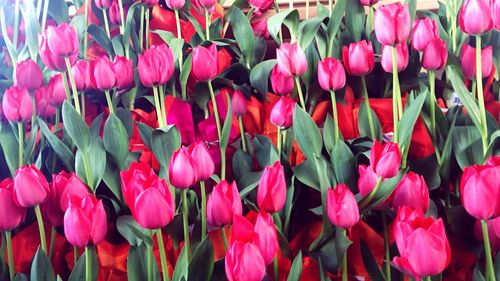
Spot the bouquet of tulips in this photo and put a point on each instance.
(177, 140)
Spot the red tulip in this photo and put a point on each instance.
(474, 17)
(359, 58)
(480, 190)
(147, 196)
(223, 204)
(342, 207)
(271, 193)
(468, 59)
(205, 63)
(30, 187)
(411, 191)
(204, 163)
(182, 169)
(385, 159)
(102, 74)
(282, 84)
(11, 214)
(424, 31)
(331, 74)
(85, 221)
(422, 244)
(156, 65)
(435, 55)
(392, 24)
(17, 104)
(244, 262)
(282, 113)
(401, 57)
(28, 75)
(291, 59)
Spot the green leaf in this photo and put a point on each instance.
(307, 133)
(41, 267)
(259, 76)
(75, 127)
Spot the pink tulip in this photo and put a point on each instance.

━━━━━━━━

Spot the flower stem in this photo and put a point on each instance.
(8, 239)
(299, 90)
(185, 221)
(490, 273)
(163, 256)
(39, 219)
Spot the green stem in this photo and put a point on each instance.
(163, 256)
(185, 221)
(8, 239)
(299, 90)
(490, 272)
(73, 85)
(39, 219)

━━━━━━━━

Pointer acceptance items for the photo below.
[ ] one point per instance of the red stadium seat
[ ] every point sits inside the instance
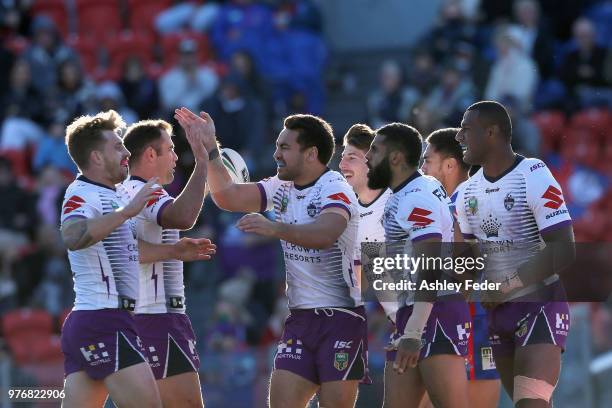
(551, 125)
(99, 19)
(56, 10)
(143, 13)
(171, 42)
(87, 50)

━━━━━━━━

» **The task**
Copy the stretch from the line containing "Spot the green leaf" through the line containing "Spot the pink", keeping every line identical.

» **Correct result**
Spot the green leaf in this photo and put a point on each instance.
(307, 133)
(41, 267)
(259, 76)
(75, 127)
Spot the pink tulip in this photo and put a point on each instance.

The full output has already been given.